====== Extracted records ======

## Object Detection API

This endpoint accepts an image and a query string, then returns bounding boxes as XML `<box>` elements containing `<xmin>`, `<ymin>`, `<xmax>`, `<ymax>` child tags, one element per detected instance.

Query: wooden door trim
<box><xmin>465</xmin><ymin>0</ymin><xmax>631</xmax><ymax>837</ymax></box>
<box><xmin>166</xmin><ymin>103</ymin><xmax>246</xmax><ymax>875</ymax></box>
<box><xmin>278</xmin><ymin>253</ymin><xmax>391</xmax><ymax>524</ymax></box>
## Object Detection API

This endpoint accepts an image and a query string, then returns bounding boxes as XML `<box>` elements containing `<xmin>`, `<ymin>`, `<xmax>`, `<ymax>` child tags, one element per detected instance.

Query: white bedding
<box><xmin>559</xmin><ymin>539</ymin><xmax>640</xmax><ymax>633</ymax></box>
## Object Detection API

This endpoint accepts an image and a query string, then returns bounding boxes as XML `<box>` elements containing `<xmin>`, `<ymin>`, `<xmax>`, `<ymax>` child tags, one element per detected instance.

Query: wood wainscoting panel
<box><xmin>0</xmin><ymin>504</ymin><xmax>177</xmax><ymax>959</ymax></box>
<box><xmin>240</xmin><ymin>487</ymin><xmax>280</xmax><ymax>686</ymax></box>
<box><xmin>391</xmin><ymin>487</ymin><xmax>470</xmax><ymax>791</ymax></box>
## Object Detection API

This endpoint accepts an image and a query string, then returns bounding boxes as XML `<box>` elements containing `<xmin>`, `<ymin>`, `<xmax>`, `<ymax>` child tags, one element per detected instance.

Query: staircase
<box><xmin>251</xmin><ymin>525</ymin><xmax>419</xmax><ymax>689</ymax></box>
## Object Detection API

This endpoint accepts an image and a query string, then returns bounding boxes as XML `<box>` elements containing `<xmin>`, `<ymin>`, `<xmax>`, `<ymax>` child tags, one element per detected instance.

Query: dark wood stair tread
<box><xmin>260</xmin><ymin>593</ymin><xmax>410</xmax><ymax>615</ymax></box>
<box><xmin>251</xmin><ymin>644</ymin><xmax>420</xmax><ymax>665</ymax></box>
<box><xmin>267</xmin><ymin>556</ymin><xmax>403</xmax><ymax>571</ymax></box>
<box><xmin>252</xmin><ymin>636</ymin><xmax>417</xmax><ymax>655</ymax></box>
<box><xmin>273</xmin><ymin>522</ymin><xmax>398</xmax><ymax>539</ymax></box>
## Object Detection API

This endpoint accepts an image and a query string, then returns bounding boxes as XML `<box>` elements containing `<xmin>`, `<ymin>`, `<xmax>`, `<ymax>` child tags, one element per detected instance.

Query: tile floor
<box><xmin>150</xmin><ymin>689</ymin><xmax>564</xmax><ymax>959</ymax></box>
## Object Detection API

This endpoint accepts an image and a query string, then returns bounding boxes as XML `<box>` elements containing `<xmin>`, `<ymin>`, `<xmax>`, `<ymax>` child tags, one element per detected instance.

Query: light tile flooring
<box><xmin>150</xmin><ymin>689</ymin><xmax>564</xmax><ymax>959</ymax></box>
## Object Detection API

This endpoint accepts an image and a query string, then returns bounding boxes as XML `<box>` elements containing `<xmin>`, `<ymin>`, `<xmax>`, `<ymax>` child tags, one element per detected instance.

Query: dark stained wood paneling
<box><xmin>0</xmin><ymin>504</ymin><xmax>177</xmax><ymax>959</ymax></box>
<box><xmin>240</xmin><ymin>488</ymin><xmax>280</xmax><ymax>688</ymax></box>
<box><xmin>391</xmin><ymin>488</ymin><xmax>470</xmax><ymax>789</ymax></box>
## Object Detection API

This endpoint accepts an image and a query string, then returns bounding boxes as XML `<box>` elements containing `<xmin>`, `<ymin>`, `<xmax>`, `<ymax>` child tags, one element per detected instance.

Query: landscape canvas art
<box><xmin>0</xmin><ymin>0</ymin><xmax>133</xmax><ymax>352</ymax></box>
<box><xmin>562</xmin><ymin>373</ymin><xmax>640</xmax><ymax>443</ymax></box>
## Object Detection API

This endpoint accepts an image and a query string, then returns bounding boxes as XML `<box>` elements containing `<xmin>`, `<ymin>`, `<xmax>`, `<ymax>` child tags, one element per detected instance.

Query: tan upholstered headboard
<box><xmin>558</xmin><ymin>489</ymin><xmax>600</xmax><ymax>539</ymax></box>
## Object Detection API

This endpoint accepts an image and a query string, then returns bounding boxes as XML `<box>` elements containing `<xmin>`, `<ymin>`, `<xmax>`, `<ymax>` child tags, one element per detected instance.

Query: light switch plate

======

The task: Your task is to print the whole listing again exactly.

Response:
## Object Detection API

This endpoint accepts an image and a query string, then returns bounding boxes as XML `<box>` elements containing `<xmin>`, `<ymin>`, `<xmax>`, `<ymax>` child tags, one element per detected instance.

Query: wooden door trim
<box><xmin>465</xmin><ymin>0</ymin><xmax>631</xmax><ymax>837</ymax></box>
<box><xmin>166</xmin><ymin>103</ymin><xmax>246</xmax><ymax>875</ymax></box>
<box><xmin>278</xmin><ymin>253</ymin><xmax>391</xmax><ymax>524</ymax></box>
## Object Detection API

This endpoint accepts an image and a query string, then returns bounding boxes as XML `<box>` elements containing `<xmin>`, `<ymin>`, `<xmax>`, `<ymax>` child tags, one element per detected instance.

Query: white bedding
<box><xmin>559</xmin><ymin>539</ymin><xmax>640</xmax><ymax>633</ymax></box>
## Object Detection API

This endpoint accepts an image and a query string, then returns bounding boxes as XML `<box>` elements containing `<xmin>`, `<ymin>`, `<xmax>`, `<ymax>` child tags, one element per detected instance.

Query: wood wainscoting panel
<box><xmin>0</xmin><ymin>504</ymin><xmax>177</xmax><ymax>959</ymax></box>
<box><xmin>240</xmin><ymin>487</ymin><xmax>280</xmax><ymax>686</ymax></box>
<box><xmin>391</xmin><ymin>487</ymin><xmax>470</xmax><ymax>791</ymax></box>
## Object Detection API

This endpoint accepts an image and a query string, then returns bounding boxes as XML `<box>` elements containing `<xmin>`, `<ymin>`, `<xmax>`, `<ymax>` child tags, one element per detected instance.

Query: staircase
<box><xmin>251</xmin><ymin>525</ymin><xmax>419</xmax><ymax>689</ymax></box>
## Object Detection API

This endpoint accepts an image and a query string, then returns bounding boxes as XML `<box>` elements containing `<xmin>`, `<ymin>`, `<xmax>`, `<ymax>` child tags, one element per detected instance.

Query: dark wood stair tread
<box><xmin>260</xmin><ymin>593</ymin><xmax>410</xmax><ymax>615</ymax></box>
<box><xmin>251</xmin><ymin>644</ymin><xmax>420</xmax><ymax>665</ymax></box>
<box><xmin>267</xmin><ymin>556</ymin><xmax>403</xmax><ymax>571</ymax></box>
<box><xmin>252</xmin><ymin>636</ymin><xmax>417</xmax><ymax>655</ymax></box>
<box><xmin>273</xmin><ymin>522</ymin><xmax>398</xmax><ymax>539</ymax></box>
## Object Detection API

This endpoint accepts an image and a query string, then returns bounding boxes as XML `<box>` elements containing `<xmin>`, `<ymin>`, `<xmax>`, `<ymax>` child tags, one element per detected instance.

Query: tile floor
<box><xmin>150</xmin><ymin>689</ymin><xmax>564</xmax><ymax>959</ymax></box>
## Object Detection API

This endpoint accepts an image and a query string, then returns bounding boxes as XML `<box>` elements containing `<xmin>`, `<ymin>`, `<xmax>`, `<ymax>` child tags, one element per detected instance.

Query: light tile flooring
<box><xmin>150</xmin><ymin>689</ymin><xmax>564</xmax><ymax>959</ymax></box>
## Object Detection API

This endpoint accepts an image and a query string, then returns bounding boxes as XML `<box>` elements containing `<xmin>`, `<ymin>`, `<xmax>`, `<ymax>` child tags, one element per detected instance.

Query: dark stained wood paneling
<box><xmin>0</xmin><ymin>504</ymin><xmax>177</xmax><ymax>959</ymax></box>
<box><xmin>240</xmin><ymin>488</ymin><xmax>280</xmax><ymax>688</ymax></box>
<box><xmin>391</xmin><ymin>488</ymin><xmax>470</xmax><ymax>789</ymax></box>
## Object Detection API

This endpoint accepts an image and a query string, then returns bounding boxes as XML `<box>` elements containing `<xmin>`, `<ymin>`, `<xmax>`, `<ymax>` child tags, one element per detected instance.

Query: landscape canvas art
<box><xmin>0</xmin><ymin>0</ymin><xmax>133</xmax><ymax>352</ymax></box>
<box><xmin>562</xmin><ymin>373</ymin><xmax>640</xmax><ymax>443</ymax></box>
## Object Detection API

This endpoint accepts an image and a query string, then returns bounding boxes as XML `<box>` elements containing `<xmin>`, `<ymin>`, `<xmax>`, `<ymax>` child tags, one element per detected instance.

Query: tan upholstered headboard
<box><xmin>558</xmin><ymin>489</ymin><xmax>600</xmax><ymax>539</ymax></box>
## Object Detection API

This endpoint accepts an image and a query string, then returns bounding boxes as XML `<box>` elements containing `<xmin>`, `<ymin>`, `<xmax>`, `<ymax>` child tags, one element per detected instance.

Query: light switch plate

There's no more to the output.